Put every line of the listing below into a numbered list, leaving out any blank lines.
----------------------------------------
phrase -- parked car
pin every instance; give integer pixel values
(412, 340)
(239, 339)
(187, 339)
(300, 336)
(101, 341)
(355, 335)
----------------------------------------
→ ANSWER BELOW:
1. phrase -- parked car
2. pin every instance; give integer pixel values
3. (412, 340)
4. (239, 339)
5. (187, 339)
6. (300, 336)
7. (101, 341)
8. (355, 335)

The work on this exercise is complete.